Page text
--- begin ---
The Fiji national rugby union team represents Fiji in men's international rugby union competes every four years at the Rugby World Cup, and their best performances were the 1987 and 2007 tournaments when they defeated Argentina and Wales respectively to reach the quarterfinals. Fiji also regularly plays test matches during the June and November test windows. Fiji also plays in the Pacific Tri-Nations, and has won the most Pacific Tri-Nations Championships of the three participating teams.

Fiji is one of the few countries where rugby union is the main sport. There are approximately 80,000 registered players from a total population of around 950,000. One obstacle for Fiji is simply getting their rugby players to play for the national team, as many have contracts in Europe or with Super Rugby teams where the money is far more rewarding. The repatriated salaries of its overseas stars have become an important part of some local economies.

The cibi (pronounced ) war dance is performed by the Fiji rugby team before each Test match. It has been used on the rugby field since 1939, though its origins date back to the country's warring times with its Pacific neighbours.

History

Early years
Rugby was first played in Fiji by European and Fijian soldiers of the Native Constabulary at Ba, on Viti Levu Island in 1884. In 1913 a Union was founded for the European settlers.

In December 1913, the All Blacks, who had been touring so very successfully in California, were on their way back to New Zealand. The Fiji RFU arranged a game with them at Albert Park, the first representative match to be played in the colony. The Fiji team were Europeans. The All Blacks won 67–3; Fiji's points came from a try scored by their captain and coach, PJ Sheehan. By 1914 a 'native competition' was started and in 1915 a Fiji Native Union was begun and became affiliated to the Fiji RFU.

Inter-war period

Fiji played their first international against Western Samoa in Apia, Samoa on 18 August 1924. Fiji's 20-man squad came exclusively from the five registered native clubs of the time. The match was played at 7 am to allow the Samoans time to get to work afterwards and was played on a pitch with a large tree on the halfway line. Fiji wore black and won 6–0 despite playing barefoot. The return match was won 9–3 by Samoa to draw the series. The first-ever Fiji test team continued their overseas adventure with a nine-match tour of Tonga. Though Fiji lost the first test played in Nukualofa 9–6, they were not to lose again, taking the second test 14–3 then drawing the decider 0–0. They won all six of the matches against non-test opposition.

Auckland University College were the first overseas side to visit Fiji in 1926, The Kiwi students played the Fiji Europeans and finished the three-match series with a win, loss and draw. Tonga also visited Fiji that year and for the first time Fiji played in their present strip of white jersey, palm tree badge and black shorts. The three match series finished level with Tonga winning the first test 9–6; Fiji winning the second 14–3 and the final game a 0–0 draw.

During the 1927 season, a General Meeting was called for the purpose of arranging a return visit to New Zealand at the invitation of Auckland University. Some 30 players expressed their willingness to make the trip, but after all arrangements had been made, there were insufficient players available so management cancelled the trip, much to the regret of Auckland.
--- end ---
Objective A
Swap "white neck" for "slender neck" in the part of the listing that opens with its first line and closes with the line containing "[[179, 43]]", and leave everything else unchanged.

[Labeled-object pointing entries]
--- begin ---
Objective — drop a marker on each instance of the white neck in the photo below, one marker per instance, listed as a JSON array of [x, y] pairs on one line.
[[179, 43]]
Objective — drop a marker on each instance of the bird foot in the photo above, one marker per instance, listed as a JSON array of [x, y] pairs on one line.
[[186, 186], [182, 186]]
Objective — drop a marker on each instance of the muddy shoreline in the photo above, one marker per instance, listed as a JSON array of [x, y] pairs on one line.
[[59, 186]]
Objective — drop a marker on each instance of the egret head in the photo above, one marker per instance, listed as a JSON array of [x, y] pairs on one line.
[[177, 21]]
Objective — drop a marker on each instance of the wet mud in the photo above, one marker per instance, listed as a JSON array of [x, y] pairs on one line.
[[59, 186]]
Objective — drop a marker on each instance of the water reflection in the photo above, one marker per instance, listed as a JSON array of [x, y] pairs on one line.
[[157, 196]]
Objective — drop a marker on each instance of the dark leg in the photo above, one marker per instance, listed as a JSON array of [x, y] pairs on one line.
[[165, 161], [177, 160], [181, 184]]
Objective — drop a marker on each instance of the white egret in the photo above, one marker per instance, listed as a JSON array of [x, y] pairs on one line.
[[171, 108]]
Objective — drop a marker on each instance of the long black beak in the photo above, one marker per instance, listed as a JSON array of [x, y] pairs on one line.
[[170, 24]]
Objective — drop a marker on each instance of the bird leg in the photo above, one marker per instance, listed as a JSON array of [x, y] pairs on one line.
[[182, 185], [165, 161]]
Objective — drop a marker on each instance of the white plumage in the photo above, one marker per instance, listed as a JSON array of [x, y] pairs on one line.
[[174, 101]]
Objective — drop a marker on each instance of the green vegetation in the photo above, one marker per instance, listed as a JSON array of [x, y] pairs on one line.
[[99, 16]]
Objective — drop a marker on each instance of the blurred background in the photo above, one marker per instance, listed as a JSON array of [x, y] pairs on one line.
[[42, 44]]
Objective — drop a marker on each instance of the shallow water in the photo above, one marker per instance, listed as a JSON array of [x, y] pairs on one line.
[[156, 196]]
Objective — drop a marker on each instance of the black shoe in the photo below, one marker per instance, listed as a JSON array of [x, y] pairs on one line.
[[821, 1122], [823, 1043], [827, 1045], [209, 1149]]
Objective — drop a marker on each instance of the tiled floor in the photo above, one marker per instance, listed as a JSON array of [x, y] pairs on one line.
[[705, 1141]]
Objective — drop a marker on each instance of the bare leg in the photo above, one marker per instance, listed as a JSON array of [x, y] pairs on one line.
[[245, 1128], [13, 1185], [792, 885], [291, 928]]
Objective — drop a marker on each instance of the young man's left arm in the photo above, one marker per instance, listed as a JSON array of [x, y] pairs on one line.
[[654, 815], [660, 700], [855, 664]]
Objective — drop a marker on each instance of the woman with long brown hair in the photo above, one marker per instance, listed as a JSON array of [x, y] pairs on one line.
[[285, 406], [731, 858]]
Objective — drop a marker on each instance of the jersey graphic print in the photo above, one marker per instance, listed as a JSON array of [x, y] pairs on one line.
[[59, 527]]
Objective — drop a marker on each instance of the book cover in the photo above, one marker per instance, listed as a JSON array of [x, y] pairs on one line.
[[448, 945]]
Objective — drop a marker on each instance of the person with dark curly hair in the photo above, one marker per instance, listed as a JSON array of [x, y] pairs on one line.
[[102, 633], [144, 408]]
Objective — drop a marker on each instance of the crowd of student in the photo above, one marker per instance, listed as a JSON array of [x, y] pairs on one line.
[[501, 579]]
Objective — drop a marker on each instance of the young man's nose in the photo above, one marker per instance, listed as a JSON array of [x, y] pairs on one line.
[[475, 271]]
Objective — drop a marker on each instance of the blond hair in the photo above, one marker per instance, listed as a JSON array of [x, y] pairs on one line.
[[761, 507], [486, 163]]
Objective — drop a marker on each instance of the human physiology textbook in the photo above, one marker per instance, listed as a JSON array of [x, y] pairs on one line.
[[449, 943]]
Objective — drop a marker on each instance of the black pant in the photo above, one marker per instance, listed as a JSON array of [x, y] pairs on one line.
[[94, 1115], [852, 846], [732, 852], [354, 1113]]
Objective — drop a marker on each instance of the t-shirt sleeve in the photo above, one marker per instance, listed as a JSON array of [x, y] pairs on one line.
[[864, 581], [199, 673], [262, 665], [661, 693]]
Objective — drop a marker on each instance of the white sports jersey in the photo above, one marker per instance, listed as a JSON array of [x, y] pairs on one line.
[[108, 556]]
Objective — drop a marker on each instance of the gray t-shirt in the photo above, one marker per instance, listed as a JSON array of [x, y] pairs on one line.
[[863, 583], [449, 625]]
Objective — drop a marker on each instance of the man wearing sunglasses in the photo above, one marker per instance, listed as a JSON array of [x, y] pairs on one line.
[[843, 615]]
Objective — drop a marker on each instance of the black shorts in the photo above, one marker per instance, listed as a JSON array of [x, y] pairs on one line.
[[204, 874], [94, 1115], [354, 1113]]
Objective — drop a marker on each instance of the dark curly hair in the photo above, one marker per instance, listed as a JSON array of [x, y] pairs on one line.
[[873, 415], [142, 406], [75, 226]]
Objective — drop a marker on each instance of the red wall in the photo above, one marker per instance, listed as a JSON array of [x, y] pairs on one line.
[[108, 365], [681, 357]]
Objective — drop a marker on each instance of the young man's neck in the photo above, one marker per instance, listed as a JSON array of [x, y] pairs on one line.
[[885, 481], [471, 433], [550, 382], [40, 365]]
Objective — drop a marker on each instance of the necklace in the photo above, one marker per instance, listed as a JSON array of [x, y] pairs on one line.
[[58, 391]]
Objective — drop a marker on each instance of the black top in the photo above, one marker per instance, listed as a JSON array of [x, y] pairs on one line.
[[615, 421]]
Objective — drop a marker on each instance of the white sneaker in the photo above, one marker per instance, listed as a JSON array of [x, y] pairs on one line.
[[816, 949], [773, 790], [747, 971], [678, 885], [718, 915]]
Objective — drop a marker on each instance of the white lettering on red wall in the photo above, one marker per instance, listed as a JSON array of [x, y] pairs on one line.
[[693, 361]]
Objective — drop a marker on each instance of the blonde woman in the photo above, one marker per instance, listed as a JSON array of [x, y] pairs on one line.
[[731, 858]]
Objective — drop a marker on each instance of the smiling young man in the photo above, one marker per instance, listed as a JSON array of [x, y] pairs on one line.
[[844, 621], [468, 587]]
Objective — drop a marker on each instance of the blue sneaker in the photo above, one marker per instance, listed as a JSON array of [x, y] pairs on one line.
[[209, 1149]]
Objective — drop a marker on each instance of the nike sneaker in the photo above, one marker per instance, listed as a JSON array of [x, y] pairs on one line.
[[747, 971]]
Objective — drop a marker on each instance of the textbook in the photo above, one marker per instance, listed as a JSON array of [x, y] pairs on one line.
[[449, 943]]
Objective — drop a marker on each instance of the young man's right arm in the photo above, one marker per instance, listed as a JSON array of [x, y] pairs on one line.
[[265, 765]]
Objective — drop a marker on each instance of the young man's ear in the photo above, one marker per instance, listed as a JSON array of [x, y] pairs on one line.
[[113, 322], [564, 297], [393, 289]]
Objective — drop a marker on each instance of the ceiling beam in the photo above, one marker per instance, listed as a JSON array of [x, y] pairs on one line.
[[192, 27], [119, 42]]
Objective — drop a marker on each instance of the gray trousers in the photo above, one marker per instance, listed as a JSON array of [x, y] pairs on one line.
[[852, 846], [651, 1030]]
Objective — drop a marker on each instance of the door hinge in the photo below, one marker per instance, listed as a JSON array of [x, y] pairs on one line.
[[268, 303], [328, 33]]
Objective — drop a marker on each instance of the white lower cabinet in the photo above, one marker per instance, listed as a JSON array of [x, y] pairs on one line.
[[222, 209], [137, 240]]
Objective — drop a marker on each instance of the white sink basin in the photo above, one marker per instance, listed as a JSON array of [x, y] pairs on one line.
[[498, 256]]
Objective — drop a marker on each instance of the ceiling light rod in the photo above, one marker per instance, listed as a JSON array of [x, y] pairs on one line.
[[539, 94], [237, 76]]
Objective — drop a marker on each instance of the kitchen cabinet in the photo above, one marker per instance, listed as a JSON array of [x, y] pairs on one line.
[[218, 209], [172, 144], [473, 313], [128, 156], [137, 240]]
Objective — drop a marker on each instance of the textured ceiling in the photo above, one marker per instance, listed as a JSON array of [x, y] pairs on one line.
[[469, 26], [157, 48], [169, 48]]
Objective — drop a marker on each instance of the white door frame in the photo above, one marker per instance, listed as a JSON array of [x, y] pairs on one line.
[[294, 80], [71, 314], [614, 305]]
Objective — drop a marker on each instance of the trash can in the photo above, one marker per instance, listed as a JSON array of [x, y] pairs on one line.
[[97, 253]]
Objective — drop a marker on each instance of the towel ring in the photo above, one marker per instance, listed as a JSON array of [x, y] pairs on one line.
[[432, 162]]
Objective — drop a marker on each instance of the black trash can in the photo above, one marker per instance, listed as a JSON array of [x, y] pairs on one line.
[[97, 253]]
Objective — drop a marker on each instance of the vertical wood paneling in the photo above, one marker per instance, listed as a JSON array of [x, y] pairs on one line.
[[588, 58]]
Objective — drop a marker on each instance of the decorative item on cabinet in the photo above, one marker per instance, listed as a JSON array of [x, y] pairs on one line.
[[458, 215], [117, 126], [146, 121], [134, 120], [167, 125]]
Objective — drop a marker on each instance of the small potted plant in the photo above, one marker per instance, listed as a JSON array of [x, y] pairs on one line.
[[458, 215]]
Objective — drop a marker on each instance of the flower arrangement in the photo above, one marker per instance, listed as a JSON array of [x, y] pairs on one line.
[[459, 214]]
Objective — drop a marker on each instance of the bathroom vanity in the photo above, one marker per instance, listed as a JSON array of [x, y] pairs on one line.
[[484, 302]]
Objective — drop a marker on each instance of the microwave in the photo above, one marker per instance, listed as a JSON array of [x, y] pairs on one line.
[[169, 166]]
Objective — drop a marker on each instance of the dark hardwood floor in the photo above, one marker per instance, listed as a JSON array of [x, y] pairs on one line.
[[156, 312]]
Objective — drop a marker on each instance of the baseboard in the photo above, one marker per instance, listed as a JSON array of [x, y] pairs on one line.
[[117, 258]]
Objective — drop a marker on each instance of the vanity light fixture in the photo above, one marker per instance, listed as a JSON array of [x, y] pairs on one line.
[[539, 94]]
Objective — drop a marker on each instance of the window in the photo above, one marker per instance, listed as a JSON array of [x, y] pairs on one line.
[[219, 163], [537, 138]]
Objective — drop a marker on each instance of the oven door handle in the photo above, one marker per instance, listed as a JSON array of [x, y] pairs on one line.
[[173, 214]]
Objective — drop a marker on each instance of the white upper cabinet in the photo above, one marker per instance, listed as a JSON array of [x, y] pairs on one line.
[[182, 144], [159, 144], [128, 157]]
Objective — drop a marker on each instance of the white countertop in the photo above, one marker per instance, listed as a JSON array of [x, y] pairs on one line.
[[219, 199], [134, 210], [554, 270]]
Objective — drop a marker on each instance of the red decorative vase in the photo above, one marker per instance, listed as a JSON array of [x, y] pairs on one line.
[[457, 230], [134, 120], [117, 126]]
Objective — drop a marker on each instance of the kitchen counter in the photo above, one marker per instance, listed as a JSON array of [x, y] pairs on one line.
--- end ---
Objective B
According to the Fiji rugby page, why did Fiji's first international against Western Samoa in 1924 start at 7 am?

Task answer A
Objective — drop a marker on each instance of the slender neck in the photo below, one marker per instance, listed as a JSON array of [x, y] pairs on one line.
[[179, 43]]

Task answer B
The match was played at 7 am so the Samoans would have time to get to work afterwards.